(Beginning of Provided data)
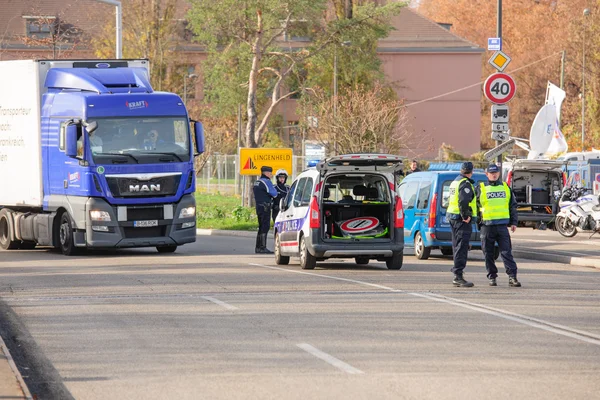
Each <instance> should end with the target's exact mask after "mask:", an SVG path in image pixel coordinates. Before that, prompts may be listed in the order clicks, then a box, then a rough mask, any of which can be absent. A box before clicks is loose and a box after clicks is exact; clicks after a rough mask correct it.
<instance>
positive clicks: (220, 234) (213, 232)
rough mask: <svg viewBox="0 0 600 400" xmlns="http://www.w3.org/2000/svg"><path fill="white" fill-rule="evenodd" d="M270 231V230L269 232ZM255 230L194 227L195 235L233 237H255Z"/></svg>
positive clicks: (255, 232) (199, 235)
mask: <svg viewBox="0 0 600 400" xmlns="http://www.w3.org/2000/svg"><path fill="white" fill-rule="evenodd" d="M269 233H271V232H269ZM256 234H257V232H256V231H226V230H219V229H196V236H230V237H231V236H235V237H252V238H255V237H256Z"/></svg>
(End of Provided data)
Task details> Would you return, unchanged, the lines from the one containing "rough mask: <svg" through the end of the entries?

Written response>
rough mask: <svg viewBox="0 0 600 400" xmlns="http://www.w3.org/2000/svg"><path fill="white" fill-rule="evenodd" d="M270 231V230L269 232ZM255 230L194 227L195 235L233 237H255Z"/></svg>
positive clicks: (255, 232) (199, 235)
mask: <svg viewBox="0 0 600 400" xmlns="http://www.w3.org/2000/svg"><path fill="white" fill-rule="evenodd" d="M269 233H271V232H269ZM256 234H257V232H256V231H226V230H219V229H196V236H230V237H231V236H235V237H252V238H255V237H256Z"/></svg>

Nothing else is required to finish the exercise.